Your task is to extract the lines from the one holding "of the wilted" through the end of the material. Set them down exactly and add nothing.

================================

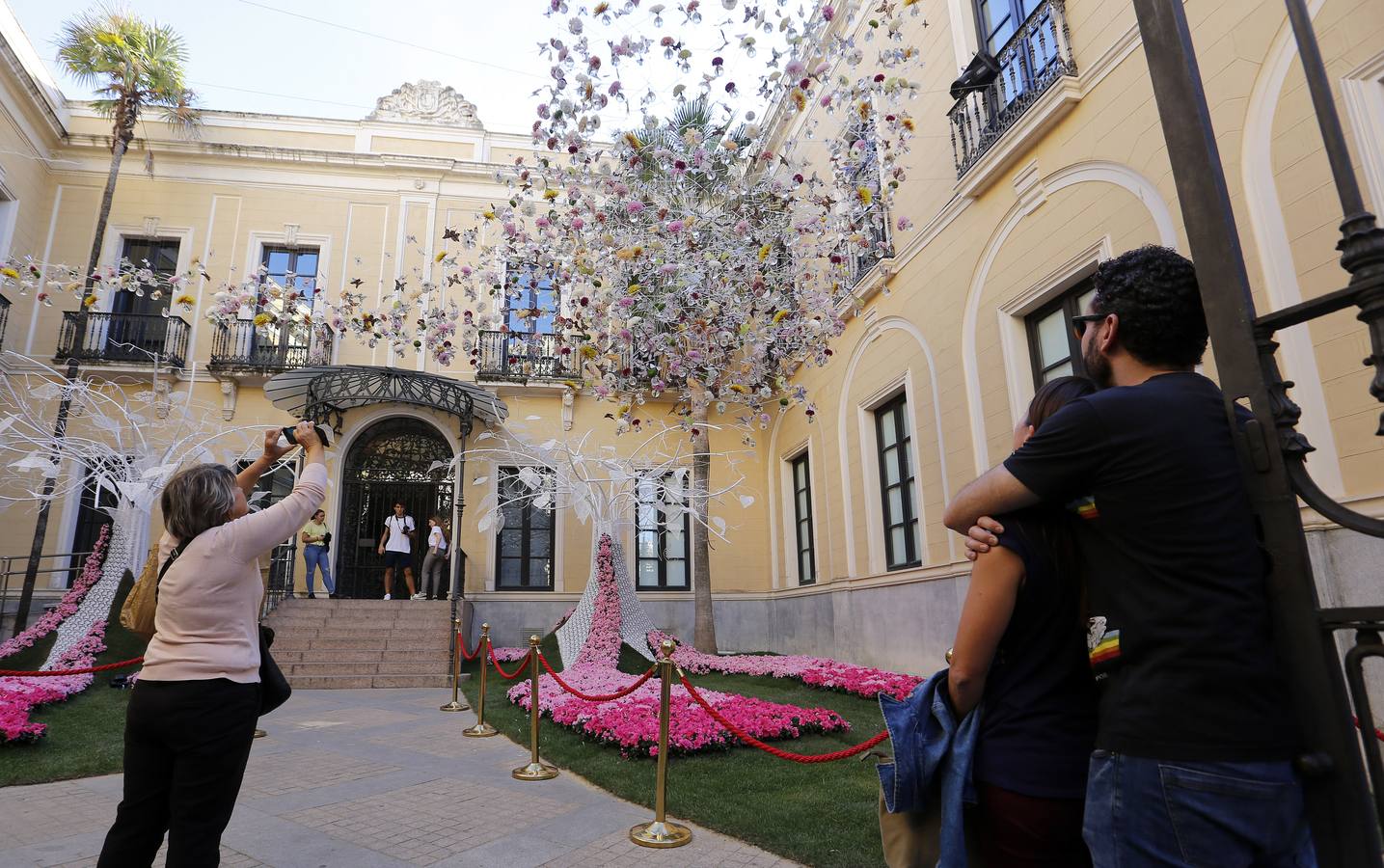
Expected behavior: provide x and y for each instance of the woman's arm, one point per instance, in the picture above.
(258, 531)
(990, 603)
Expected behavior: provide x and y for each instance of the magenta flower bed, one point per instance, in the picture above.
(633, 721)
(69, 603)
(815, 671)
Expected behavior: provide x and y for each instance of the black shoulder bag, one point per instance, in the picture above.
(274, 687)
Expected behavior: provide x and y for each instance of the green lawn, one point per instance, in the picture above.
(824, 814)
(86, 733)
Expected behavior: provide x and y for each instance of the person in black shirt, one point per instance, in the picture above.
(1020, 655)
(1192, 763)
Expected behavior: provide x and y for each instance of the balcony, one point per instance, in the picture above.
(874, 247)
(129, 338)
(521, 356)
(244, 348)
(1034, 59)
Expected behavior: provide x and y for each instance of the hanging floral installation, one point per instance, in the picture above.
(19, 695)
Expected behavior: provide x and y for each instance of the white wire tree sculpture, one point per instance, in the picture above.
(126, 436)
(607, 487)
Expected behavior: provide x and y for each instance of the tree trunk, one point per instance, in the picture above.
(705, 625)
(107, 198)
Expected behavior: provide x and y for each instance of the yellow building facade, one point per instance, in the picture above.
(1014, 196)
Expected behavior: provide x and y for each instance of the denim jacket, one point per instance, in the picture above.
(932, 759)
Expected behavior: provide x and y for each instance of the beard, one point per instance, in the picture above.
(1097, 365)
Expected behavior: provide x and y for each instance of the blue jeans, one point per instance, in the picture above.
(315, 556)
(1144, 813)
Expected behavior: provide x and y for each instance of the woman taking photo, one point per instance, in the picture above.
(193, 712)
(1021, 655)
(314, 553)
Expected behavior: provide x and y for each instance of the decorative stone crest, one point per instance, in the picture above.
(426, 102)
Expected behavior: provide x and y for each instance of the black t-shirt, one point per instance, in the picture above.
(1040, 703)
(1180, 632)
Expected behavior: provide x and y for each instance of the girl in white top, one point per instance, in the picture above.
(435, 561)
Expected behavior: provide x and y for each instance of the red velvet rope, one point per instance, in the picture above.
(770, 749)
(70, 671)
(500, 669)
(461, 644)
(595, 696)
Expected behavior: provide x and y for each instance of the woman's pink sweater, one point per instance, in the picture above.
(206, 625)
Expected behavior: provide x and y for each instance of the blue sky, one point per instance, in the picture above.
(251, 56)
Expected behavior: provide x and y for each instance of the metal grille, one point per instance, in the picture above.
(391, 461)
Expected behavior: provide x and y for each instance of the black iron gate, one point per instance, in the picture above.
(1344, 826)
(394, 460)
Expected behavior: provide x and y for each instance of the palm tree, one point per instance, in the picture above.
(134, 67)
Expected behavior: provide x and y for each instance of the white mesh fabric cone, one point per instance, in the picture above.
(634, 620)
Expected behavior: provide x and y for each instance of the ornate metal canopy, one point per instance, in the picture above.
(325, 393)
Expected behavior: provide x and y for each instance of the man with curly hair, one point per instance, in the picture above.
(1196, 733)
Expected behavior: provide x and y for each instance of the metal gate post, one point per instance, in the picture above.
(1339, 800)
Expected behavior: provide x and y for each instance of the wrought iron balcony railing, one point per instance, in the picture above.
(242, 346)
(1034, 59)
(522, 356)
(123, 338)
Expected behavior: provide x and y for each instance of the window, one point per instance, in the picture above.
(1052, 342)
(301, 262)
(998, 21)
(159, 255)
(896, 482)
(530, 301)
(803, 519)
(662, 533)
(527, 540)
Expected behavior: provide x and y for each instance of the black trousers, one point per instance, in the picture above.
(186, 745)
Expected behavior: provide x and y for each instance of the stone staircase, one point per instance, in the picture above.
(363, 642)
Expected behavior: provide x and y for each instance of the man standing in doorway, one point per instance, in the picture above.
(396, 544)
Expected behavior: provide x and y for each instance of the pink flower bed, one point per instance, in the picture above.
(19, 695)
(69, 603)
(633, 721)
(814, 671)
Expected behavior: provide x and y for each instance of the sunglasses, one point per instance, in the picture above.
(1078, 323)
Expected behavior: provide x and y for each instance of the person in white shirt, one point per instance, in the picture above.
(397, 547)
(435, 561)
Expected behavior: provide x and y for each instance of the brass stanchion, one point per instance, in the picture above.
(661, 832)
(455, 705)
(534, 770)
(482, 728)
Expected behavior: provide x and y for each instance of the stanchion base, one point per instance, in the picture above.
(661, 835)
(534, 772)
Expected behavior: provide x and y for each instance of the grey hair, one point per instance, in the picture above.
(198, 499)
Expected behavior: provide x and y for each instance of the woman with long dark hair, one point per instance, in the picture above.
(1020, 654)
(191, 716)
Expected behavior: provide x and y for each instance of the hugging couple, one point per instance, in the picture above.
(1116, 630)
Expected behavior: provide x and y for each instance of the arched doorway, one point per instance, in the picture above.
(391, 461)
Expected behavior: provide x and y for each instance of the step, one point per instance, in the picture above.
(320, 683)
(391, 667)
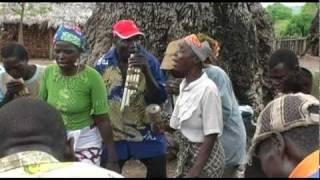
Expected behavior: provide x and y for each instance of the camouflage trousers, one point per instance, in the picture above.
(188, 153)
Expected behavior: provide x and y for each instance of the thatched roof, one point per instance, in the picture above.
(47, 14)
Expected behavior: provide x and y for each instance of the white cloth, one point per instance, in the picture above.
(87, 138)
(198, 110)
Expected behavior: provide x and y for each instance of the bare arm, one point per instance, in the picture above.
(105, 129)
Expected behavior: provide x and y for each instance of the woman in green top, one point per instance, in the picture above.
(78, 92)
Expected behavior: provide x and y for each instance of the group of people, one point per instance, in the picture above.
(87, 124)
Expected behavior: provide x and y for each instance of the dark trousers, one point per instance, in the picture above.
(156, 166)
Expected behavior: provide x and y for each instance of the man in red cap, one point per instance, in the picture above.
(134, 138)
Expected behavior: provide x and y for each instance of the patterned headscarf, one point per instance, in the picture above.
(284, 113)
(201, 49)
(71, 34)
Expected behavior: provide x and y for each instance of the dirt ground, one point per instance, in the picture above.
(135, 169)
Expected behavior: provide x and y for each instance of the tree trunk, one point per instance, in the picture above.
(243, 29)
(312, 46)
(20, 35)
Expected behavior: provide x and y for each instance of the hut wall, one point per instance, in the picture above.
(35, 39)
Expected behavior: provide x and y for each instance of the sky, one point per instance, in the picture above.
(286, 4)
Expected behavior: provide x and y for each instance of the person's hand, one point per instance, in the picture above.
(69, 154)
(139, 61)
(114, 166)
(158, 127)
(192, 174)
(172, 86)
(14, 87)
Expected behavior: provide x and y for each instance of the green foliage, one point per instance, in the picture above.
(299, 25)
(286, 24)
(278, 11)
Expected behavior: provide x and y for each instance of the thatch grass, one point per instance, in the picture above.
(53, 15)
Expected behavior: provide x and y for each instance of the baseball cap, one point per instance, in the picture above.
(167, 62)
(126, 29)
(284, 113)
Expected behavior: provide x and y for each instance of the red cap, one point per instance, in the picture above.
(126, 29)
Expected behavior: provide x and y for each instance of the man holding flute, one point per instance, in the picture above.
(132, 76)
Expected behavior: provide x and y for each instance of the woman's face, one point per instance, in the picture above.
(183, 59)
(66, 55)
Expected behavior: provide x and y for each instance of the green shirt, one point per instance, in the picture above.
(76, 97)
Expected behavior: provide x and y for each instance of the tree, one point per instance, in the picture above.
(278, 11)
(313, 37)
(243, 29)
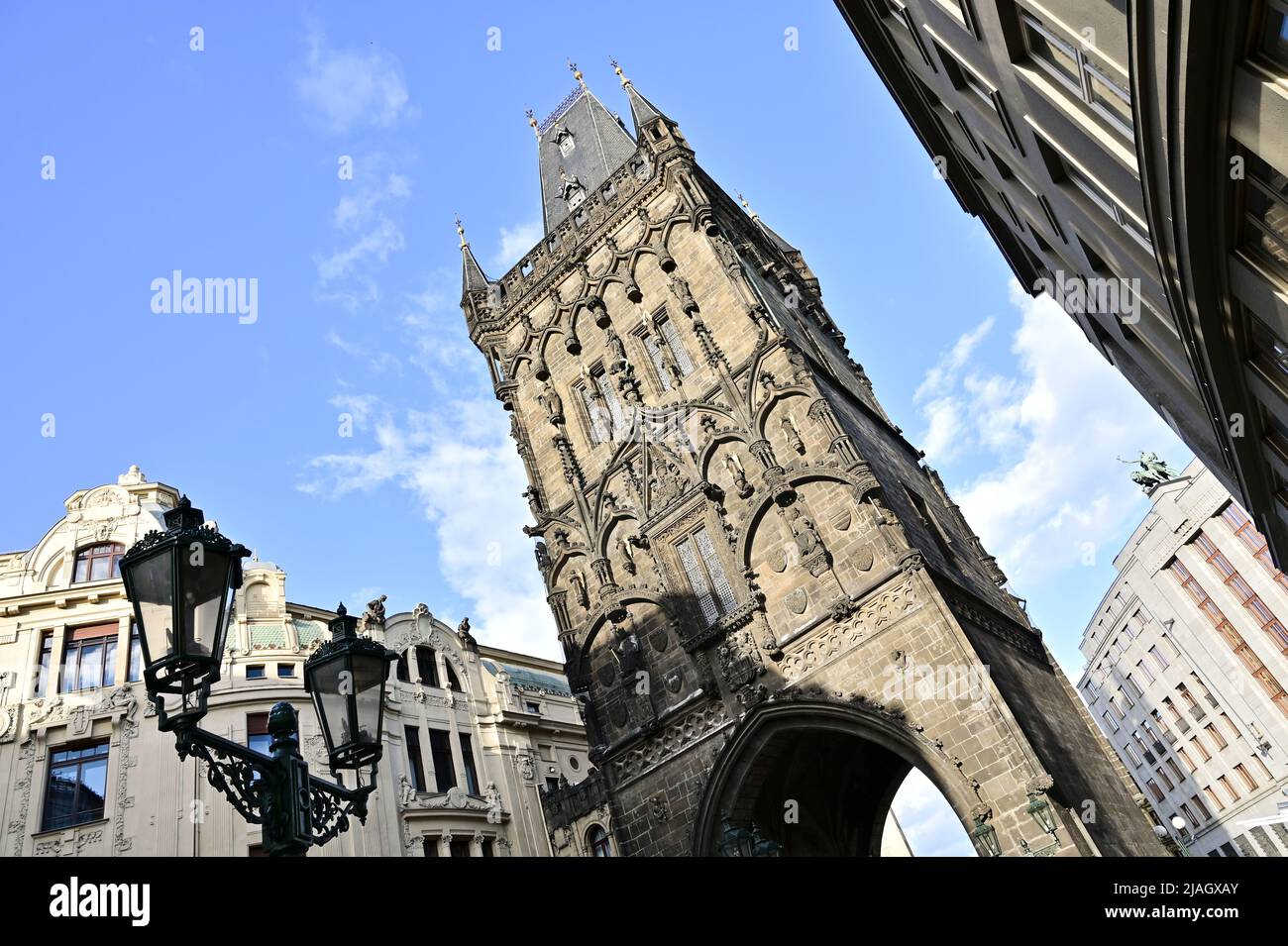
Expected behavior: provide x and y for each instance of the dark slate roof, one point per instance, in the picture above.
(600, 146)
(531, 680)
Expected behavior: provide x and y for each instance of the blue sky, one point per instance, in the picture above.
(223, 163)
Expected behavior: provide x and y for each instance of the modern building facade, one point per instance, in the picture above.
(473, 734)
(1186, 670)
(1129, 158)
(751, 572)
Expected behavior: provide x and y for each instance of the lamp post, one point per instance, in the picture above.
(181, 584)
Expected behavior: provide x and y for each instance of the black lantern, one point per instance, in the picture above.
(347, 680)
(181, 583)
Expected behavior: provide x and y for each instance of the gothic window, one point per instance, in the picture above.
(413, 762)
(89, 658)
(77, 786)
(426, 666)
(98, 563)
(596, 839)
(706, 575)
(472, 777)
(441, 753)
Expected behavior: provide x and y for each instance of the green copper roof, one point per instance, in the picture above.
(531, 680)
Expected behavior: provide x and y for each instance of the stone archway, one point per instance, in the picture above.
(836, 766)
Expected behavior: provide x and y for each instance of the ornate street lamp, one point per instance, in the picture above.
(347, 680)
(181, 583)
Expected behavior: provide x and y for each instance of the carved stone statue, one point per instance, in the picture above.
(463, 631)
(375, 613)
(1151, 473)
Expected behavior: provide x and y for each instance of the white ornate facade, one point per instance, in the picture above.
(1186, 670)
(76, 732)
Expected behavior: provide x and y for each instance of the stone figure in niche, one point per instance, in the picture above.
(627, 652)
(618, 349)
(375, 613)
(552, 403)
(681, 288)
(579, 585)
(463, 631)
(627, 555)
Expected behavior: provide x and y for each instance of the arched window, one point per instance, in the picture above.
(597, 842)
(426, 666)
(98, 563)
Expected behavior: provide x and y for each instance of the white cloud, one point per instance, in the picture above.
(927, 820)
(941, 377)
(515, 241)
(1050, 437)
(346, 89)
(464, 472)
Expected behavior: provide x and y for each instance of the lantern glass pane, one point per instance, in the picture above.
(151, 583)
(369, 675)
(204, 589)
(333, 705)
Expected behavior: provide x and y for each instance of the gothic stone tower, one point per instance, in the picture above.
(771, 609)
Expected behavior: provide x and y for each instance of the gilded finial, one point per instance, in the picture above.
(619, 73)
(576, 73)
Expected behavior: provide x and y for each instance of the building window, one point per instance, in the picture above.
(472, 777)
(136, 670)
(47, 659)
(89, 658)
(426, 666)
(1216, 735)
(706, 575)
(1214, 796)
(1229, 789)
(98, 563)
(413, 762)
(1159, 658)
(597, 842)
(77, 786)
(441, 753)
(1072, 64)
(1265, 213)
(1247, 777)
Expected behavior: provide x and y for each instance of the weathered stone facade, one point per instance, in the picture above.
(771, 609)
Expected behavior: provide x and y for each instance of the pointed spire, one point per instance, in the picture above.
(642, 110)
(576, 73)
(472, 274)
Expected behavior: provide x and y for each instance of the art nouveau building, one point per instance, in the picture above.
(1186, 670)
(473, 734)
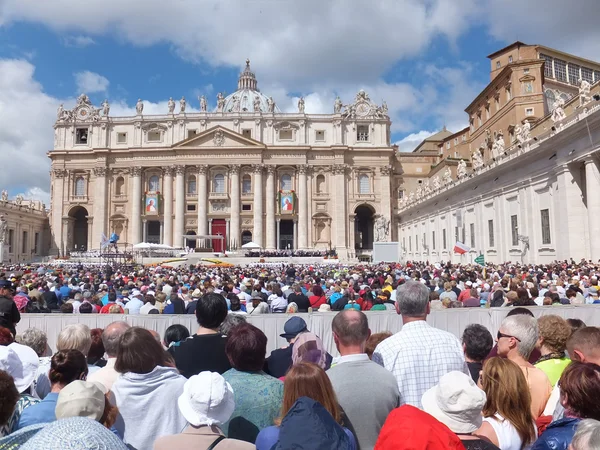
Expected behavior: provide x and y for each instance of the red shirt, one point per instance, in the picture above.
(315, 301)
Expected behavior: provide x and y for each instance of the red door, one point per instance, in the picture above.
(219, 228)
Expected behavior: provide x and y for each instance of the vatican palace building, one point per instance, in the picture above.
(519, 183)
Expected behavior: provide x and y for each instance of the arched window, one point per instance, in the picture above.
(120, 186)
(363, 184)
(153, 184)
(80, 186)
(286, 182)
(246, 184)
(219, 183)
(192, 185)
(320, 184)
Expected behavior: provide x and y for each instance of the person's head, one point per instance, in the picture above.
(456, 401)
(517, 335)
(175, 333)
(85, 308)
(477, 342)
(580, 390)
(350, 330)
(207, 399)
(66, 308)
(246, 348)
(576, 324)
(9, 395)
(374, 340)
(35, 339)
(554, 331)
(67, 366)
(231, 321)
(317, 290)
(139, 352)
(309, 380)
(507, 394)
(587, 435)
(97, 348)
(412, 300)
(584, 345)
(76, 336)
(84, 399)
(211, 311)
(308, 347)
(111, 336)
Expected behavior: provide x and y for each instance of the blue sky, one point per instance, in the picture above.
(425, 58)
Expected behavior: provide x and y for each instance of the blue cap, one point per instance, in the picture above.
(293, 327)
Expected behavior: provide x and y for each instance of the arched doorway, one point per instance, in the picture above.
(191, 243)
(79, 228)
(363, 227)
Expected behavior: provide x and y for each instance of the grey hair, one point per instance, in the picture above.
(587, 435)
(111, 337)
(35, 339)
(525, 328)
(413, 298)
(77, 337)
(232, 320)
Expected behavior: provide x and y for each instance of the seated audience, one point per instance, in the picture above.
(66, 366)
(457, 402)
(507, 419)
(307, 384)
(554, 331)
(477, 344)
(257, 396)
(204, 351)
(148, 384)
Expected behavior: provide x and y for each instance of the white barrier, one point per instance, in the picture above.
(452, 320)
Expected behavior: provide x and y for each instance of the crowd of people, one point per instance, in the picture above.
(534, 385)
(288, 288)
(290, 253)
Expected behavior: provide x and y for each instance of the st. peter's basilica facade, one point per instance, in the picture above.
(245, 171)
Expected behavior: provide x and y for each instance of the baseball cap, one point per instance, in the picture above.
(81, 399)
(293, 327)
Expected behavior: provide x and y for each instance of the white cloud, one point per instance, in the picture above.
(410, 142)
(90, 82)
(26, 117)
(79, 41)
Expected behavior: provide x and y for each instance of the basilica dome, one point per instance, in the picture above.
(248, 96)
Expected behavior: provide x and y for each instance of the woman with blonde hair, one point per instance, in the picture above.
(507, 419)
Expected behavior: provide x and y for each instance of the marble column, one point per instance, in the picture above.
(234, 234)
(100, 205)
(339, 205)
(168, 206)
(592, 187)
(302, 209)
(258, 205)
(309, 224)
(278, 233)
(144, 230)
(202, 203)
(179, 206)
(271, 200)
(136, 205)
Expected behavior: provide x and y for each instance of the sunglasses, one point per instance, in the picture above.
(501, 335)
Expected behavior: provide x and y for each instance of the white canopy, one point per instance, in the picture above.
(251, 245)
(149, 246)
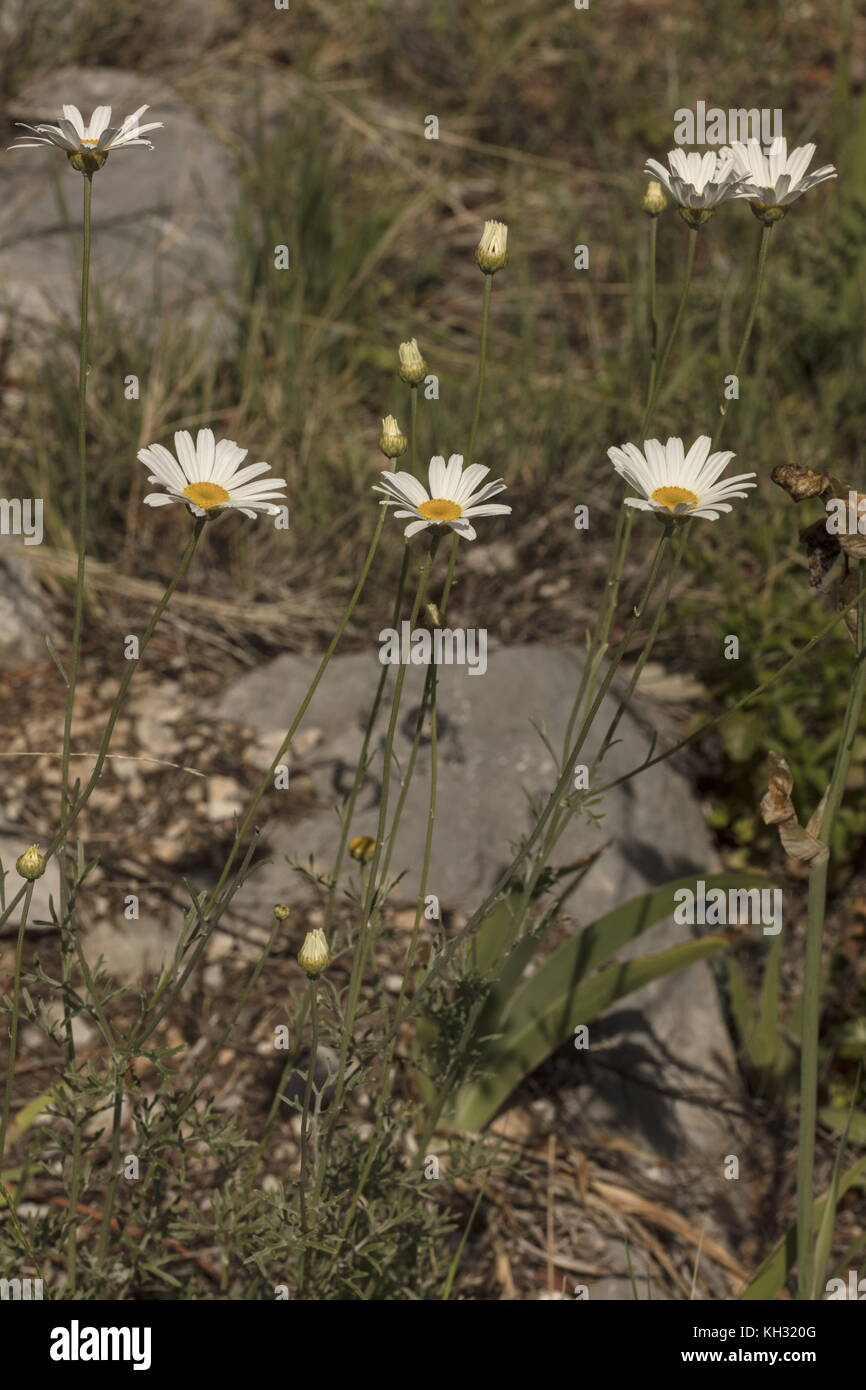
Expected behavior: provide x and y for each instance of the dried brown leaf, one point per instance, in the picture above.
(777, 809)
(802, 484)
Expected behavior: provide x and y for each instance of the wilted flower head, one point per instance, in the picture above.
(392, 441)
(314, 955)
(31, 863)
(451, 499)
(413, 369)
(697, 182)
(209, 478)
(88, 146)
(679, 484)
(491, 252)
(654, 200)
(774, 180)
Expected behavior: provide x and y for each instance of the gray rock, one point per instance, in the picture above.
(46, 890)
(491, 759)
(22, 620)
(659, 1064)
(160, 217)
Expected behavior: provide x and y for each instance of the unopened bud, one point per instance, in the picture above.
(362, 848)
(654, 200)
(314, 955)
(392, 441)
(31, 863)
(491, 252)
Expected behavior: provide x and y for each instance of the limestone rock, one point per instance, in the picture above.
(160, 217)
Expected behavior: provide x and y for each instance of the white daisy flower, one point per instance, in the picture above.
(451, 499)
(776, 178)
(95, 139)
(697, 182)
(679, 484)
(207, 477)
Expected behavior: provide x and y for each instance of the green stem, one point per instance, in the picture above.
(305, 1137)
(82, 498)
(674, 330)
(360, 772)
(645, 652)
(485, 324)
(601, 631)
(413, 428)
(812, 980)
(745, 699)
(762, 260)
(654, 309)
(67, 925)
(373, 884)
(13, 1043)
(552, 813)
(431, 813)
(81, 801)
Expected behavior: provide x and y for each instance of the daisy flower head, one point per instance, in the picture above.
(88, 146)
(209, 478)
(697, 182)
(677, 484)
(449, 501)
(776, 180)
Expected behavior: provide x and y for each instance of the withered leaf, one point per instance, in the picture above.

================================

FINISHED TASK
Expected behavior: provide x and y for each instance of the wilted flower head, one point per instance, in the picture above.
(392, 441)
(314, 955)
(31, 863)
(451, 499)
(413, 369)
(697, 182)
(209, 478)
(88, 146)
(679, 484)
(491, 252)
(654, 200)
(774, 180)
Expected behavior: provide x and y for each instance of the gray rock, one point per instance, in the picture above.
(46, 890)
(491, 759)
(22, 620)
(659, 1064)
(160, 217)
Expected behavior: provide x and y for each instance of the unopened bud, one point per instance, in the picture above.
(362, 848)
(654, 200)
(314, 955)
(392, 441)
(31, 863)
(491, 252)
Expected behavior: provide x and y for each instance of the limestone rock, one point per instance, in the picture above.
(160, 217)
Expected behavior: provide x and y for each instance of the white daisy flower, one point per instance, in the picture above.
(451, 499)
(776, 178)
(95, 139)
(697, 182)
(679, 484)
(207, 477)
Expected behavior: provide x and y for each instance of the green stem, one point per instance, in the picture above.
(305, 1137)
(82, 498)
(674, 330)
(360, 772)
(645, 652)
(485, 324)
(601, 631)
(413, 428)
(812, 980)
(745, 699)
(762, 260)
(654, 309)
(67, 925)
(373, 884)
(13, 1043)
(552, 813)
(431, 813)
(81, 801)
Expected behavior: provide x and y for each instance of the daisy flower head, one point per instance, in the picture above.
(88, 146)
(209, 478)
(697, 182)
(677, 484)
(449, 501)
(776, 180)
Expected behavior: provide x and y for each instance of the withered leaf, one point per instance, in the picture above.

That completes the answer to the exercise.